PROBLEM DESCRIPTION:
Find every line in the entries below that contains the word "blurred", and copy each of those lines.

━━ EXERCISE DATA

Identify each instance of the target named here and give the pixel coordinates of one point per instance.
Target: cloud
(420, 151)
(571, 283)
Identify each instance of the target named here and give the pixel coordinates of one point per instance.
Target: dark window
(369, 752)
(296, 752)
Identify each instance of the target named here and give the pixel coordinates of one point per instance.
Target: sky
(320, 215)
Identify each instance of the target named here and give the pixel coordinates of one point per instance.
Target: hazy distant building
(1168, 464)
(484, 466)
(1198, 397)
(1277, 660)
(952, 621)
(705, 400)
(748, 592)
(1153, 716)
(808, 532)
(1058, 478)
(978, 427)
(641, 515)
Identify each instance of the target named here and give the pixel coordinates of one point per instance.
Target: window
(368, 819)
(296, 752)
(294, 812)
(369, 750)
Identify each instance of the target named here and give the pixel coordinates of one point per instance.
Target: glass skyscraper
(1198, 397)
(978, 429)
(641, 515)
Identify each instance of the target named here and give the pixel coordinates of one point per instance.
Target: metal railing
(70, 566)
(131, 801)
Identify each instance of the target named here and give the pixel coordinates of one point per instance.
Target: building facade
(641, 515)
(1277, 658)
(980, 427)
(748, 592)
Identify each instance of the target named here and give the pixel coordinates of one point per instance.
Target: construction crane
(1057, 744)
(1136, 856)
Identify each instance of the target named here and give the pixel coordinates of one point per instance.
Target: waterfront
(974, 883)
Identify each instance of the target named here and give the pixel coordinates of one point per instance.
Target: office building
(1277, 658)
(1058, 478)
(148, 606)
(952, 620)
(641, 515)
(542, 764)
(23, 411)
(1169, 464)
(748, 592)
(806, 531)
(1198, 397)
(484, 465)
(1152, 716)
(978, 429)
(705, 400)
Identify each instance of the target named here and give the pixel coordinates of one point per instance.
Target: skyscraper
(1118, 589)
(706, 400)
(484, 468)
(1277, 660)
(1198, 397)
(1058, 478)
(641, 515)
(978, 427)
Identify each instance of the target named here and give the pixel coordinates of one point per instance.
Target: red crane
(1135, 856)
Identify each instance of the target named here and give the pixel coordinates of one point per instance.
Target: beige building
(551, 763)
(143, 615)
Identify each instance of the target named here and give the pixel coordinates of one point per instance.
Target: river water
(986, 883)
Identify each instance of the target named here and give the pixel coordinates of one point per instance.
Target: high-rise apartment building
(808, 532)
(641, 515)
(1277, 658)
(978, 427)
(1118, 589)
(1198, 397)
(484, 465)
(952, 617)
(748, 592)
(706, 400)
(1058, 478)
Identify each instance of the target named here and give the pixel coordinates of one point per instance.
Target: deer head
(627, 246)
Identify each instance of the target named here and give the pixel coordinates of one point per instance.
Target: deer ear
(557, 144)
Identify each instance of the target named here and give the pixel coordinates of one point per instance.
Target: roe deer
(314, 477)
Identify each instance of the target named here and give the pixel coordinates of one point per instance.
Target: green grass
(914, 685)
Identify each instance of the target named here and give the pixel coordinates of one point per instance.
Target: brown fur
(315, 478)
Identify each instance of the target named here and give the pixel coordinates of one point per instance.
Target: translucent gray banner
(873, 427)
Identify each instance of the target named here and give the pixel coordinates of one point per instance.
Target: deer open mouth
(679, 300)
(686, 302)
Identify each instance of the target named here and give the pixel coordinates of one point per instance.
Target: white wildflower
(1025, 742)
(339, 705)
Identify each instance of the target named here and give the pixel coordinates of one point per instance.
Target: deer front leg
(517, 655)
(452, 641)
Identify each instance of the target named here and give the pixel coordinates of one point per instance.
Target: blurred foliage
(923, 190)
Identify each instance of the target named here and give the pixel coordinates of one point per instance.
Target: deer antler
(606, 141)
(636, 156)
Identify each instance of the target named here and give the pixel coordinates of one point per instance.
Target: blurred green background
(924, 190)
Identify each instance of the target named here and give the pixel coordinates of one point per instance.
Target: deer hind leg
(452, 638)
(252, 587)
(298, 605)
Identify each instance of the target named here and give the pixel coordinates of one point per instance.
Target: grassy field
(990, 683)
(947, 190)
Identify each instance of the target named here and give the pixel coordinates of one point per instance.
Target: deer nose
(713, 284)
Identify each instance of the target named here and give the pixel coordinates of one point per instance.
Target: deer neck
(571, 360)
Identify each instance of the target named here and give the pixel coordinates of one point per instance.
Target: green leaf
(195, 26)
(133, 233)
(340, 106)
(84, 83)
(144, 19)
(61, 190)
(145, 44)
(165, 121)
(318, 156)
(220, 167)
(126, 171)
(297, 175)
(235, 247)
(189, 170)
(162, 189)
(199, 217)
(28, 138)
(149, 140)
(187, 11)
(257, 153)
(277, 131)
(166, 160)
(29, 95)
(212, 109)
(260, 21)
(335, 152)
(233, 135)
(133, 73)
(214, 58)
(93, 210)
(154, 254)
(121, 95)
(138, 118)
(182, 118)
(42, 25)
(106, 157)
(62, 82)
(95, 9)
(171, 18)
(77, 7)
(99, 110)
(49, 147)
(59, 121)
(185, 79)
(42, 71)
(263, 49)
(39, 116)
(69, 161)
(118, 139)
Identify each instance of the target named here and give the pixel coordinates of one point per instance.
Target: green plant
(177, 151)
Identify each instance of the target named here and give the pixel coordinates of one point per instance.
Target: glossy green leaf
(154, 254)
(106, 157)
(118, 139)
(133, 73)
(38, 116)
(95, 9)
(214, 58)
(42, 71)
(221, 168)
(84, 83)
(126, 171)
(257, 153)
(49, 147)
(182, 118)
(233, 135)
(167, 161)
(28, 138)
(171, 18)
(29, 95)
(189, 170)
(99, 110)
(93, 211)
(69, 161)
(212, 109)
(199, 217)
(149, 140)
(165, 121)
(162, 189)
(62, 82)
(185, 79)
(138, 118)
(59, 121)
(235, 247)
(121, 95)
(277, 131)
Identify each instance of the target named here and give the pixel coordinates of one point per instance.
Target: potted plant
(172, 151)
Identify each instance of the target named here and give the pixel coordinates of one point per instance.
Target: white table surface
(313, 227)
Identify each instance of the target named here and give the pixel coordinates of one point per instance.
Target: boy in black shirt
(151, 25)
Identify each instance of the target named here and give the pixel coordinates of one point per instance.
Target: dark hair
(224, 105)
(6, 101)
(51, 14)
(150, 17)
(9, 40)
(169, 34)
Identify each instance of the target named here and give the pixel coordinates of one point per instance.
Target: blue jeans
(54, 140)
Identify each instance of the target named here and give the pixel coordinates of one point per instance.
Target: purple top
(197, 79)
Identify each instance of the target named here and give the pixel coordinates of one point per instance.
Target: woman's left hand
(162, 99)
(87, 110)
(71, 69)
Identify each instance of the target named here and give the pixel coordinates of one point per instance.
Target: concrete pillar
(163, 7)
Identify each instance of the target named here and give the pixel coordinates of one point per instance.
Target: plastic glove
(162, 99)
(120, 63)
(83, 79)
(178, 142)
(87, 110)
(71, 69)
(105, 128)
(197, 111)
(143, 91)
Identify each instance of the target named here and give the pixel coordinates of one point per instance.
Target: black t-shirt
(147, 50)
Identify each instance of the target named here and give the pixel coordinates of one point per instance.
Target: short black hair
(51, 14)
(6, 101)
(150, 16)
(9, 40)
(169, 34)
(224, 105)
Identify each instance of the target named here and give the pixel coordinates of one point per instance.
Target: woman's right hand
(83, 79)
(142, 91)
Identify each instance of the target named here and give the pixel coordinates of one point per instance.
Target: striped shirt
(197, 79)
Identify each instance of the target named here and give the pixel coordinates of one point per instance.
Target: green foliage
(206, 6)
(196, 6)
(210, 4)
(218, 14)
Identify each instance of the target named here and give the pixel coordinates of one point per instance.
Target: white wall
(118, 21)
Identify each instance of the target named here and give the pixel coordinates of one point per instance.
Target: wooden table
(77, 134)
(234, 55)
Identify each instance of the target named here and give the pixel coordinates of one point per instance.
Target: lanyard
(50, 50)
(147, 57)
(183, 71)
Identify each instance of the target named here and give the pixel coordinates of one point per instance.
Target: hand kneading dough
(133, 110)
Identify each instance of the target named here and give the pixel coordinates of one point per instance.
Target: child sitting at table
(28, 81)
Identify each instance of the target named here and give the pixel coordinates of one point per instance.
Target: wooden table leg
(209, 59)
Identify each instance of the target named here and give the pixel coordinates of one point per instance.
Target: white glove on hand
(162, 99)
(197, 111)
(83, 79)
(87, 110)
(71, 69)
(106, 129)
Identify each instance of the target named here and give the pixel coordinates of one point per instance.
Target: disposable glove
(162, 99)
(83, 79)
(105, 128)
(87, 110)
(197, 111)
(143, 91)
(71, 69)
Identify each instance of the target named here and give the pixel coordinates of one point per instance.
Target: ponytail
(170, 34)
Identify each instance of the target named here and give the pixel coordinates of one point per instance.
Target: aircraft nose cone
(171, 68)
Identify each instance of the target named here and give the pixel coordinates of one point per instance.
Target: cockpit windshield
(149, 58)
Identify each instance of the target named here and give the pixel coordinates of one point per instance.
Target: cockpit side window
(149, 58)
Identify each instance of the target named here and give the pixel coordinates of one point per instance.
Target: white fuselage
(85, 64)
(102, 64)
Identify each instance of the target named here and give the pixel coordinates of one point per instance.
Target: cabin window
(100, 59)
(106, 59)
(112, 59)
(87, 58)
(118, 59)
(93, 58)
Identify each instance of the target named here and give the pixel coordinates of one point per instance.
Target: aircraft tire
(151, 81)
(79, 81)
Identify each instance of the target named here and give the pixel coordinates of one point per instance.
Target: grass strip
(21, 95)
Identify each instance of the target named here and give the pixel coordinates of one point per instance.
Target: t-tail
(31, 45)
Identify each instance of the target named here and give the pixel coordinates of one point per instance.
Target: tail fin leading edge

━━━━

COMPLETED EXERCISE:
Target: blurred foliage
Target: blurred green background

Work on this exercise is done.